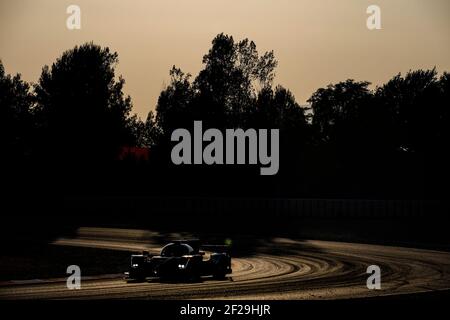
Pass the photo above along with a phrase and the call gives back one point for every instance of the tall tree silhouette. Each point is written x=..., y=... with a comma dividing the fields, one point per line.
x=83, y=113
x=227, y=86
x=16, y=121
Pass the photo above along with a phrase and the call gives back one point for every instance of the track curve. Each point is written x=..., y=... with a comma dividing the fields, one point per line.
x=296, y=270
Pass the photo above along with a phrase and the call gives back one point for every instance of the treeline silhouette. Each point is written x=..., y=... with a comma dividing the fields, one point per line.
x=65, y=133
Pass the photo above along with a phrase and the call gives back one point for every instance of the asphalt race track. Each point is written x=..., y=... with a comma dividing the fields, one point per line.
x=284, y=269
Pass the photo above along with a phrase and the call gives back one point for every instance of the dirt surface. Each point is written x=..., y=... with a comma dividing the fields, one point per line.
x=279, y=269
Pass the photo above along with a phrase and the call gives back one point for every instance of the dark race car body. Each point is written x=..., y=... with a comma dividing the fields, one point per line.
x=182, y=259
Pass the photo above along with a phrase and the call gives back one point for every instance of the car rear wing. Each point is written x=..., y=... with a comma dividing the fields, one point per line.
x=216, y=248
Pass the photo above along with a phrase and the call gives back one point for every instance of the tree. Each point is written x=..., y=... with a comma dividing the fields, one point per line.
x=16, y=122
x=82, y=110
x=174, y=108
x=227, y=86
x=338, y=107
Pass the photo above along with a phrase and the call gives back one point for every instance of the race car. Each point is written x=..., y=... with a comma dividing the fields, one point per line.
x=181, y=259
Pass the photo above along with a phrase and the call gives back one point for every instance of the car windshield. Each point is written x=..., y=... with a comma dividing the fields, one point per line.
x=137, y=259
x=176, y=250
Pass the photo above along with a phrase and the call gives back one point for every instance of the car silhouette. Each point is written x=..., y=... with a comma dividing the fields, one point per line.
x=182, y=259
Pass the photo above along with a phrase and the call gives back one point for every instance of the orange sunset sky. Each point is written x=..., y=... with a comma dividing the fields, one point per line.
x=316, y=42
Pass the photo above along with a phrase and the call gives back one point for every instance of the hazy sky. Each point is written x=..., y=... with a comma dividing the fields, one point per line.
x=316, y=42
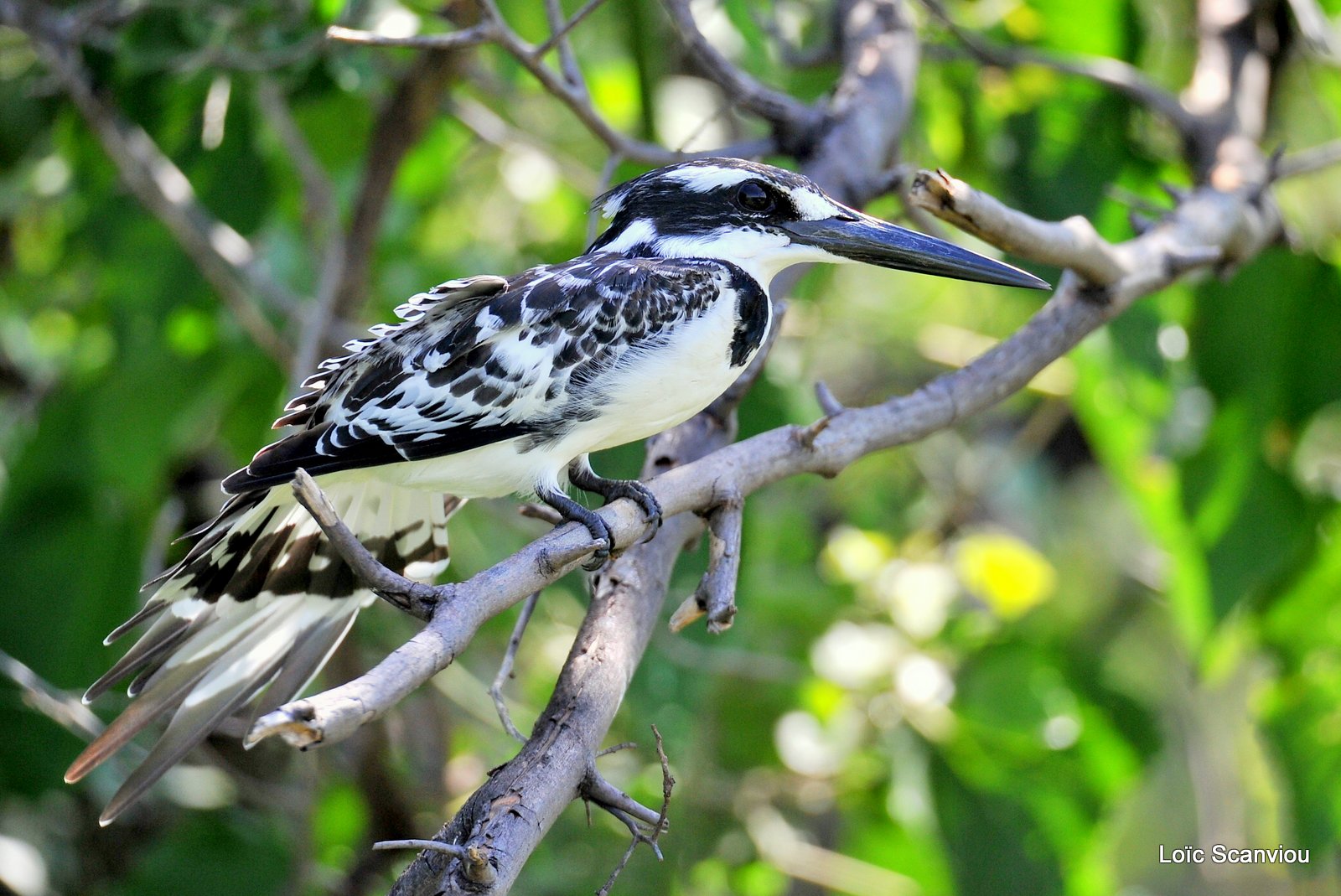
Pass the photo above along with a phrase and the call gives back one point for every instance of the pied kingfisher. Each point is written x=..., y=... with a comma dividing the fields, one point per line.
x=489, y=386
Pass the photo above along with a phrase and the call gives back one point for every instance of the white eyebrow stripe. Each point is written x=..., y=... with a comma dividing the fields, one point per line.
x=703, y=179
x=813, y=207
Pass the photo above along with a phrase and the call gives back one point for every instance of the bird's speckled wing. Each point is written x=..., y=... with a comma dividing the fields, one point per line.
x=484, y=360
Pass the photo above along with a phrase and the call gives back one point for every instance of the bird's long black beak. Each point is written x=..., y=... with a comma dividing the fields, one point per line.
x=867, y=239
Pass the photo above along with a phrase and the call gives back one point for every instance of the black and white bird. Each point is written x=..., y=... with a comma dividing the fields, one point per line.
x=489, y=386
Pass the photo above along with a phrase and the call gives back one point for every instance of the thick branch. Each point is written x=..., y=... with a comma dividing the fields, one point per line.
x=1073, y=243
x=221, y=254
x=1210, y=219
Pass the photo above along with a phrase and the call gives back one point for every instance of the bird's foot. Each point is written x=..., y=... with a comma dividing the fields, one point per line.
x=585, y=478
x=576, y=513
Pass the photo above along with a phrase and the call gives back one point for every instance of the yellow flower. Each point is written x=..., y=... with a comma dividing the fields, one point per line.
x=1005, y=573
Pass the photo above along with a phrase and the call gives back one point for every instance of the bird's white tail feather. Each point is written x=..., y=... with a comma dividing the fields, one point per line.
x=258, y=605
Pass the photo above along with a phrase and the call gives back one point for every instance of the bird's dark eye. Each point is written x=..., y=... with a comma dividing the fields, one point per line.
x=755, y=198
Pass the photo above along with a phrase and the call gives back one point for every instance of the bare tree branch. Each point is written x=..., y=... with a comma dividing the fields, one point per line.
x=629, y=594
x=1073, y=243
x=784, y=111
x=400, y=125
x=221, y=254
x=474, y=37
x=1115, y=74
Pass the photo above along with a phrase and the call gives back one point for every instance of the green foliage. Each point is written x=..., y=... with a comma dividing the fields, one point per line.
x=992, y=663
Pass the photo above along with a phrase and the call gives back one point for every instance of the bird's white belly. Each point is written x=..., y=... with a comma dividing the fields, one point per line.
x=652, y=392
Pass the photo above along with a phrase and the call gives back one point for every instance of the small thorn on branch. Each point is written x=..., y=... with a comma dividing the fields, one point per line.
x=717, y=593
x=1140, y=223
x=1178, y=262
x=828, y=402
x=1178, y=194
x=406, y=594
x=475, y=860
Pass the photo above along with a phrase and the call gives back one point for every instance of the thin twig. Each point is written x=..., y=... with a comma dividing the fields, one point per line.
x=567, y=62
x=659, y=824
x=506, y=667
x=562, y=31
x=717, y=592
x=1073, y=243
x=1307, y=161
x=406, y=594
x=223, y=255
x=62, y=708
x=782, y=111
x=473, y=37
x=1115, y=74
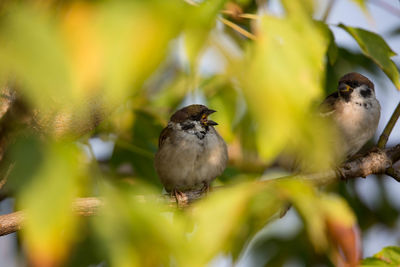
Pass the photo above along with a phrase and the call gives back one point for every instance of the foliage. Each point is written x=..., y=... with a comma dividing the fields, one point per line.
x=389, y=256
x=128, y=65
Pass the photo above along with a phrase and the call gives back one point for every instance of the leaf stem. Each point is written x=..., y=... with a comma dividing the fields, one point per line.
x=389, y=127
x=238, y=28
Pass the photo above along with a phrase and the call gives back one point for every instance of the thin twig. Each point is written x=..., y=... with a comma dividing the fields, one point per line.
x=389, y=127
x=387, y=7
x=395, y=174
x=373, y=162
x=243, y=16
x=328, y=10
x=238, y=29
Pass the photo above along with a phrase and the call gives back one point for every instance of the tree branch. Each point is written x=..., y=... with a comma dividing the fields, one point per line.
x=389, y=127
x=373, y=162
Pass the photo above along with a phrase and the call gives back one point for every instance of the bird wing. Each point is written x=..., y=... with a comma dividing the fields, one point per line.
x=164, y=135
x=328, y=106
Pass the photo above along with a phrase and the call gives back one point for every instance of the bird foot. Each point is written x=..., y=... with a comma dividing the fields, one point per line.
x=206, y=188
x=181, y=198
x=340, y=174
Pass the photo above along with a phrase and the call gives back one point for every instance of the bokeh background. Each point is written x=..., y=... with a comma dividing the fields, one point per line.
x=101, y=80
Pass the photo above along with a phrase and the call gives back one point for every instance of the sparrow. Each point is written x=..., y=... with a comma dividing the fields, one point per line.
x=355, y=111
x=191, y=153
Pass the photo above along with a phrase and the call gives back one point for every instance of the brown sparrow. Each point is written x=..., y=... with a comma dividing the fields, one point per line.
x=355, y=111
x=191, y=154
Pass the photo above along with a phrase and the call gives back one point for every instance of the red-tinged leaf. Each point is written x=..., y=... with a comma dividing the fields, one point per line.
x=346, y=241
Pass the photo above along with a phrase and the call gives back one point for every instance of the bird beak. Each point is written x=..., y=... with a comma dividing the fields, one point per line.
x=211, y=123
x=210, y=111
x=344, y=88
x=205, y=120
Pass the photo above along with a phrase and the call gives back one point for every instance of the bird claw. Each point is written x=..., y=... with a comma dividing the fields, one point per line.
x=340, y=174
x=206, y=188
x=181, y=198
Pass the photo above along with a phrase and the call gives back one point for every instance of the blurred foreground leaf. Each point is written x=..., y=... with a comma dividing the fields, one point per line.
x=375, y=47
x=50, y=225
x=389, y=256
x=282, y=76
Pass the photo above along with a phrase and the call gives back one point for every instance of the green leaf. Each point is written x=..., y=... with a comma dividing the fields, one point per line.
x=362, y=4
x=47, y=199
x=375, y=47
x=201, y=20
x=389, y=256
x=281, y=77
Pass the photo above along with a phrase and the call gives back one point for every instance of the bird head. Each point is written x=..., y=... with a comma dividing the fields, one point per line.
x=196, y=113
x=355, y=82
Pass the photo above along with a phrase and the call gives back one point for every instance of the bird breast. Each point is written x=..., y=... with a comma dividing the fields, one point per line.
x=188, y=159
x=357, y=123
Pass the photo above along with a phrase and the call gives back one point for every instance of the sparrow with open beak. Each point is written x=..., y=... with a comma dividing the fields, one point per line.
x=191, y=153
x=355, y=111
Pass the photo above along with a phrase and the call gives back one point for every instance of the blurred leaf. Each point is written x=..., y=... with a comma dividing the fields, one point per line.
x=226, y=219
x=332, y=48
x=362, y=4
x=50, y=224
x=389, y=256
x=139, y=148
x=137, y=233
x=42, y=67
x=202, y=19
x=224, y=98
x=281, y=77
x=299, y=8
x=343, y=232
x=375, y=47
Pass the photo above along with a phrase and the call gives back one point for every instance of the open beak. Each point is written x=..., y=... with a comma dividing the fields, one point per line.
x=210, y=111
x=344, y=88
x=210, y=122
x=207, y=122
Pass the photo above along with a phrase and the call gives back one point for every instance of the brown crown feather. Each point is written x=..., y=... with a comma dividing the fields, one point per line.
x=355, y=76
x=187, y=112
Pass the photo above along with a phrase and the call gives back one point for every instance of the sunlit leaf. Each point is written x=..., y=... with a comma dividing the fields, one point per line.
x=389, y=256
x=375, y=47
x=196, y=33
x=47, y=200
x=138, y=233
x=343, y=232
x=362, y=4
x=281, y=77
x=226, y=219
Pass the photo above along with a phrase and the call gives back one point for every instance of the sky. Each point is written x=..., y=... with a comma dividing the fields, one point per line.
x=382, y=21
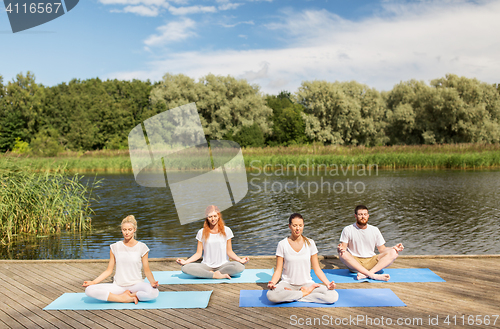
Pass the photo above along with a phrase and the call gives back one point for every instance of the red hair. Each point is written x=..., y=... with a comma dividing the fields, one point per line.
x=206, y=226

────────────────────

WHAT IS BEING ASKED: Starting at the line that has "the red hair." and continuing through the end of the material, rewrite that stretch as a two-column CSV with the headers prompt_text and answer. Give one row for each text-and-answer pair, put each field in quotes, and replace any line breaks with spaces.

SOLUTION TO THIS PROBLEM:
prompt_text,answer
"Pass the photo above along with a phrase and the call gives back one point for every instance of the red hair. Each point is written x=..., y=... with a comma dividing the fields, one point per line.","x=206, y=226"